The problem ▸ Quote the vehicle storage indemnity clause below in full, word for word.
Text under study Block Start
Customer for himself/herself and his/her successors and assignees shall indemnify, defend and hold Owner, its successors, assigns, owners and affiliates harmless from and against any claims, demands, liabilities and damages (including, but not limited to, attorney’s fees and court costs) arising out of or in connection with any environmental contaminations or pollution to the Facility or hazardous substance resulting from Customer’s storage of the Vehicle at the Facility. The obligation of this provision shall survive the expiration or termination of this Agreement.
Text under study Block End
Supplied data Block Start
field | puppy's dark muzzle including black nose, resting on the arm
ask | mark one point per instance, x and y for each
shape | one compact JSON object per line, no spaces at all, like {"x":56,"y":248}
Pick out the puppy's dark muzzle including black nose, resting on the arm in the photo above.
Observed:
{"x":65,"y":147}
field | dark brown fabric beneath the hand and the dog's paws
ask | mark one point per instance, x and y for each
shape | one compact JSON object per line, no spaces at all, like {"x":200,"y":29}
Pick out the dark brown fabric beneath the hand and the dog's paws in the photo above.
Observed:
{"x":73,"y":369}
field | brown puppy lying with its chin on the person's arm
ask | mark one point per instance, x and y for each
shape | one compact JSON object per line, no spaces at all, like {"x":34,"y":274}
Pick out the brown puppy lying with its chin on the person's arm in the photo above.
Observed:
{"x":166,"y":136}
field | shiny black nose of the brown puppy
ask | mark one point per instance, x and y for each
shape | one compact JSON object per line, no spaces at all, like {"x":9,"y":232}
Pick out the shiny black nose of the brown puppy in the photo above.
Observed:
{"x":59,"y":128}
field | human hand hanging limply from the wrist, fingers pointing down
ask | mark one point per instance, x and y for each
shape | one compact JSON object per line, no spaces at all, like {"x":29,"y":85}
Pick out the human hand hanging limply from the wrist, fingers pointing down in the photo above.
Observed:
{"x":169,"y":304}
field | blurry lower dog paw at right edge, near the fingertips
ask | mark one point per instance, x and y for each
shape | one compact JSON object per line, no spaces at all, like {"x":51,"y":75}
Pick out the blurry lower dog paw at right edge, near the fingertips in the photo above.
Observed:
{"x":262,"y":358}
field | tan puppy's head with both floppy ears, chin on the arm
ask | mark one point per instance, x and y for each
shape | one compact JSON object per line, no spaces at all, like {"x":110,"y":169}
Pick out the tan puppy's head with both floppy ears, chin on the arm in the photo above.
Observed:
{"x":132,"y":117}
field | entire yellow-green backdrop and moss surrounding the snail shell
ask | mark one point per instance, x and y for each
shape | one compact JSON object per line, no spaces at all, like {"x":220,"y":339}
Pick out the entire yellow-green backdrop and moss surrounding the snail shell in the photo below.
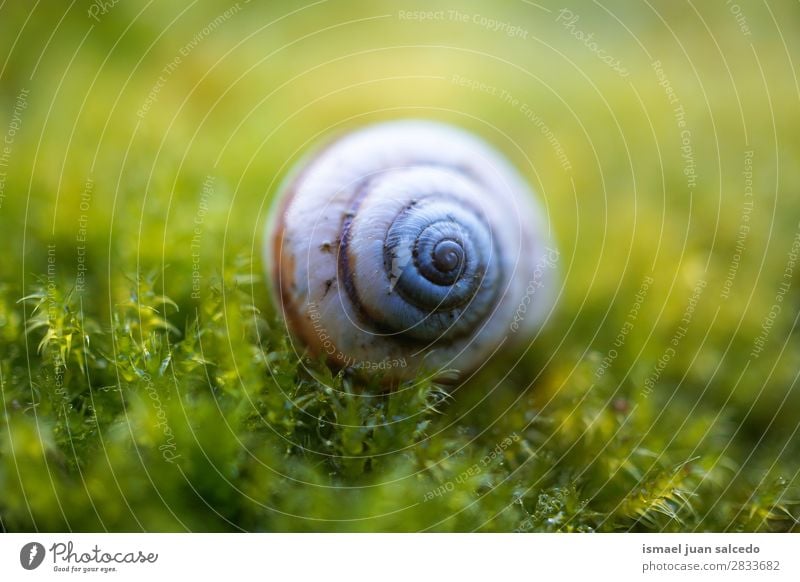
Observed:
{"x":147,"y":384}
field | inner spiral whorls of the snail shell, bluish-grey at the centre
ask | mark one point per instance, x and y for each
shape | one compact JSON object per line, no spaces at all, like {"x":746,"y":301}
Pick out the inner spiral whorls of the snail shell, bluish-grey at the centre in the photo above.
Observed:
{"x":425,"y":273}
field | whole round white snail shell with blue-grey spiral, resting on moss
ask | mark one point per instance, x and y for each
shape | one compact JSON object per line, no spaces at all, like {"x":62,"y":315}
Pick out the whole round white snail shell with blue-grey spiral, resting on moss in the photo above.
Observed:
{"x":409,"y":247}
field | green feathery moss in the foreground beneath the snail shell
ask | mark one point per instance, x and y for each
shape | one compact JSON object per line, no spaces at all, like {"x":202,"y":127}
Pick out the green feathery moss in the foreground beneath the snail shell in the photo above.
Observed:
{"x":221,"y":426}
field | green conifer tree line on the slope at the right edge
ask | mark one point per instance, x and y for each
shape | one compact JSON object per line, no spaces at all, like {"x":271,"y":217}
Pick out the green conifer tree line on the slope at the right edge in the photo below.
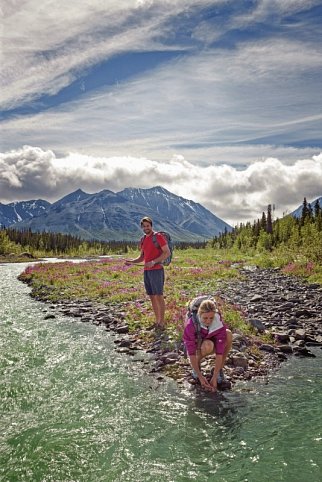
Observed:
{"x":301,"y":234}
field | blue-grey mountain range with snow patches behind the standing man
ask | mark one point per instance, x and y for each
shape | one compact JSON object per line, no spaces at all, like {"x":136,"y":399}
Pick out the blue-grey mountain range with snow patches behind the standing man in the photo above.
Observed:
{"x":115,"y":216}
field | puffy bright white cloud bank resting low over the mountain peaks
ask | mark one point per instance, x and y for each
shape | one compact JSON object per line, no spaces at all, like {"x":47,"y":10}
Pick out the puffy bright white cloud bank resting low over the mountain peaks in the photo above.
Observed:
{"x":232,"y":194}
Supplied data Block End
Task result ▸
Customer for himself/herself and his/her successors and assignees shall indemnify, defend and hold Owner, its successors, assigns, owners and affiliates harmless from and against any claims, demands, liabilities and damages (including, but not limited to, attorney’s fees and court costs) arising out of or in connection with any environmental contaminations or pollution to the Facility or hazardous substance resulting from Customer’s storage of the Vehicle at the Facility. The obligation of this provision shall survive the expiration or termination of this Agreement.